Testo del documento:
Francesco Longo e Mario Del Vecchio*. L’Italia è storicamente uno dei Paesi Ue caratterizzato da una bassa spesa pubblica per la sanità in termini di Pil investito. Prima del Covid (2019) eravamo al 6,4% del Pil, contro il 9,3% di Francia e il 9,9% di Germania. In termini di spesa pro-capite ciò si traduce in meno di 2.000 euro contro, rispettivamente circa 3.500 e 4.000. Al netto di improbabili colossali differenze nei livelli di efficienza ed efficacia dei sistemi, una tale differenza non può che riflettersi negativamente sui livelli di copertura dei bisogni con minori standard assistenziali e molte prestazioni di fatto escluse dalla copertura pubblica (odontoiatria, occhiali, assistenza alla non autosufficienza…).

Compito da svolgere 1: Nel testo sulla spesa sanitaria, quale percentuale del Pil spendeva l'Italia per la sanità prima del Covid?
Compito da svolgere 2: Scrivi tutti i Paesi nominati nel testo sulla spesa sanitaria.

Dati forniti:
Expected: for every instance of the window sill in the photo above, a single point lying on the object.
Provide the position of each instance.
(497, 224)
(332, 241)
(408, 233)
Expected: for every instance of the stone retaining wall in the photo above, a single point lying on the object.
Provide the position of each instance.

Soluzione 1: Il 6,4% del Pil, nel 2019.

Soluzione 2: Italia, Francia, Germania.